## [Entries taken from a collection]
● ● ● ● ● ● ●
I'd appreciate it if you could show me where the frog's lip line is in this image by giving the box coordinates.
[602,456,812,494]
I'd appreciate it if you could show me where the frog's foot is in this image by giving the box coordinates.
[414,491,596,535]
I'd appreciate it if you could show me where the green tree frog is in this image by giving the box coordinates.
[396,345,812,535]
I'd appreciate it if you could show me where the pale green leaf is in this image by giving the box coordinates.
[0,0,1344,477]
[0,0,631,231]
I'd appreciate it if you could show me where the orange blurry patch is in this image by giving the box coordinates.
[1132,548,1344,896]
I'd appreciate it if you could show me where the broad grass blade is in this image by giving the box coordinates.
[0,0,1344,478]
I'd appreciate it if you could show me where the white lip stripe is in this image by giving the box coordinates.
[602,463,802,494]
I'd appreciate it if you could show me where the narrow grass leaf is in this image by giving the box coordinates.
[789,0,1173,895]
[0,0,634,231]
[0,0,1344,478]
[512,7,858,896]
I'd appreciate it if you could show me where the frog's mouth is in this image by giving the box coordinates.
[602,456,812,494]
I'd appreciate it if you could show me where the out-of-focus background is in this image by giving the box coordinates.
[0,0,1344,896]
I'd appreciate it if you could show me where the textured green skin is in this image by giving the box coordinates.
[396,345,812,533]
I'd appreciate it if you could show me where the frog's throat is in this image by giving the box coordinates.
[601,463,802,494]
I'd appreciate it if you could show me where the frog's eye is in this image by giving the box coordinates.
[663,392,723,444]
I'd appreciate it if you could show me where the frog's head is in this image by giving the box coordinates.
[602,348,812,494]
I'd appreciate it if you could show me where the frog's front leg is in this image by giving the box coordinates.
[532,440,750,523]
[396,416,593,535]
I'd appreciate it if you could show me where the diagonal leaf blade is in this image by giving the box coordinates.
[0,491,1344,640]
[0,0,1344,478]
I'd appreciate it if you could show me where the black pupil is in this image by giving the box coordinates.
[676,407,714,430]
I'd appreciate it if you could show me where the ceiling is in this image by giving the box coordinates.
● ● ● ● ● ● ●
## [PROBLEM DETAILS]
Copy out the lines of the rows above word for word, starting at the line that contains "I'd appreciate it if you could show me where the narrow" and ending at the line that contains "[396,345,812,533]".

## [ANSWER TO THE PROBLEM]
I'd appreciate it if you could show me where the narrow grass leaf is in this image by giving the box coordinates.
[789,0,1173,895]
[0,0,634,231]
[0,0,1344,478]
[512,7,858,896]
I'd appreciate it if you could show me where the frog's mouth is in this image by giving the box coordinates.
[602,456,812,494]
I'd appreciate it if you could show me where the out-of-focus background is in this image by giving the box coordinates.
[0,0,1344,896]
I'd appreciate it if you could show me where the textured green skin is in this image by giving the box coordinates.
[396,345,812,533]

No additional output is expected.